[begin READING TEXT]

# Visit to Rip's Place... And the answer is ???



## NuttinButGoldens (Jan 10, 2009)

Haha. Left ya hangin' 

So, is Rip coming home?

YES!

He is being delivered next Sunday to his new Forever Home


----------



## Claire's Friend (Feb 26, 2007)

Cool!!! And that was not very nice to leave us hanging!! A little funny, but not nice !LOL


----------



## fuzzbuzz (Aug 3, 2008)

Great news!!! YAHOOOOO


----------



## Mandarama (Jul 5, 2009)

Oh, hurray! I'm so happy for Rip and for your family! He looks a little like my rescue baby (who also has thin coat right now, but it is looking MUCH better after a good grooming and a few weeks of quality food!). I can't wait to hear about your adventures together.


----------



## Ambesi (Jul 16, 2009)

CONGRATULATIONS!!! I can't believe how tall he is. You are an angel for giving him a forever home. I'm sure he and Gilmour will be great friends.


----------



## goldencontriever3 (Nov 7, 2008)

Congratulations! He looks like a cutie. Thanks for rgiving him a forever home. Can't wait to see more pictures.


----------



## amy22 (May 11, 2008)

YAY!! He is so cute!! Im so glad hes going home with you!!


----------



## Penny & Maggie's Mom (Oct 4, 2007)

Congratulations... that's wonderful news. With some good food and perhaps some fish oil, that coat will be in top shape before you know it. WHOOPEEEE !!! Thanks so much for rescuing him.


----------



## GoldenJoyx'stwo (Feb 25, 2007)

Congrats!!!!!


----------



## BeauShel (May 20, 2007)

[end READING TEXT]

__REQUESTS__:
1. Please retype the thread about Rip word for word, everything from "CONGRATULATIONS!!! I can't" down to "(Nov 7, 2008)".
2. According to the thread about Rip, when is Rip being delivered to his new home?
This material was drawn from a separate source.

[begin PROVIDED RECORDS]

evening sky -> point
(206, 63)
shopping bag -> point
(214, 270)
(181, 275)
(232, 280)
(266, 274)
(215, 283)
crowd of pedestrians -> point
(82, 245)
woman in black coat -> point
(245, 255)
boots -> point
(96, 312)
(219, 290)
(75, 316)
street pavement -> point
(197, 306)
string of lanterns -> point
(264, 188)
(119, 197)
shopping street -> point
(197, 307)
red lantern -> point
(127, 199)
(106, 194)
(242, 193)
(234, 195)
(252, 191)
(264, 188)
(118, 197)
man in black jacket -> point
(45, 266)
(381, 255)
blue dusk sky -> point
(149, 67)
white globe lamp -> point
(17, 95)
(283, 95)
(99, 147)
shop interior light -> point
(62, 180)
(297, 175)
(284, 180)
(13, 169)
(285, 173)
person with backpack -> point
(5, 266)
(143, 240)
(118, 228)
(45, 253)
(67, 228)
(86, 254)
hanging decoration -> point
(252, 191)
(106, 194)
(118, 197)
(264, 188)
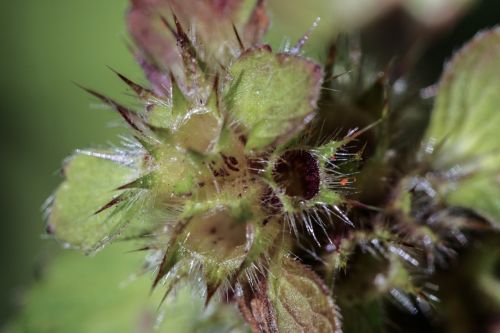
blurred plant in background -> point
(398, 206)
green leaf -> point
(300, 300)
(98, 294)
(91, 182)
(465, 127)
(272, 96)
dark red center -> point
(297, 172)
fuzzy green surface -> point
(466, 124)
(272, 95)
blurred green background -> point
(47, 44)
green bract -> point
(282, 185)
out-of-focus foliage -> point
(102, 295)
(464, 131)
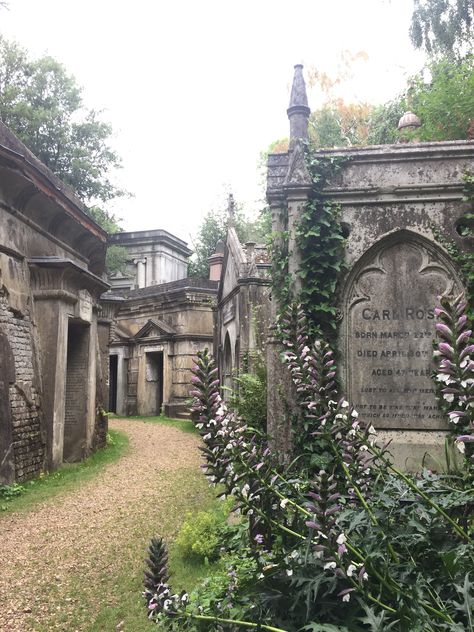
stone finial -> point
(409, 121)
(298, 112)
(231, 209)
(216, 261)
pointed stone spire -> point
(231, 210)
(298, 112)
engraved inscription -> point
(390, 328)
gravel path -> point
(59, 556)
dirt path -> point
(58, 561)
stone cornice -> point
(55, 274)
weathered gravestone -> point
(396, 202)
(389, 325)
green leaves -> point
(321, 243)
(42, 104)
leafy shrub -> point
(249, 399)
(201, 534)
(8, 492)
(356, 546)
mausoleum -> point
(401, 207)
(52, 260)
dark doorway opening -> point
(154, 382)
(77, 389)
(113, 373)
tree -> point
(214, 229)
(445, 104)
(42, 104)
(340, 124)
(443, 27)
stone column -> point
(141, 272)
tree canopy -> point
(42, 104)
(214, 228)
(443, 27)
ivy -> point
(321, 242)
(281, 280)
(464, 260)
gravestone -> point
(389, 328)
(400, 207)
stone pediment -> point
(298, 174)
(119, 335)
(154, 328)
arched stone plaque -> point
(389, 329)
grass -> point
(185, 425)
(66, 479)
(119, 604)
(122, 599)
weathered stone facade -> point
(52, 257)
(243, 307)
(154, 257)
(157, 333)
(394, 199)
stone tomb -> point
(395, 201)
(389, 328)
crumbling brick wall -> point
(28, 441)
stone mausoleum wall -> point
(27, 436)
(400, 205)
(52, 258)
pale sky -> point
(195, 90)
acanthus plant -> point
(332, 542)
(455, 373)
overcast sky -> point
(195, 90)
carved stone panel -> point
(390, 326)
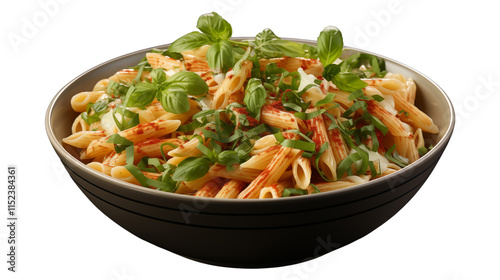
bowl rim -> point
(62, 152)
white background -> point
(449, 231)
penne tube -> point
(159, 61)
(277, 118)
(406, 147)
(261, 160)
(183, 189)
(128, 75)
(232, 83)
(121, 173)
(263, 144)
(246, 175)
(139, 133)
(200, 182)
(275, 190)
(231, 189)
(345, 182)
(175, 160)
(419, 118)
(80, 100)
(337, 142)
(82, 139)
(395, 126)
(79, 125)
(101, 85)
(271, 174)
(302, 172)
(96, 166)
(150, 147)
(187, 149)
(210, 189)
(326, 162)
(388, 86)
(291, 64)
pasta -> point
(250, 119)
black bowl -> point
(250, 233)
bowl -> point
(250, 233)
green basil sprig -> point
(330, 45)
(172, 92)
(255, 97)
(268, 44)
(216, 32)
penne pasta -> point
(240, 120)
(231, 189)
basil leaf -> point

[end PROVIDED RECORDS]

__OUTPUTS BY TASK__:
1.
CONGRATULATIONS!!! I can't believe how tall he is. You are an angel for giving him a forever home. I'm sure he and Gilmour will be great friends.


----------



## goldencontriever3 (Nov 7, 2008)

2. Next Sunday.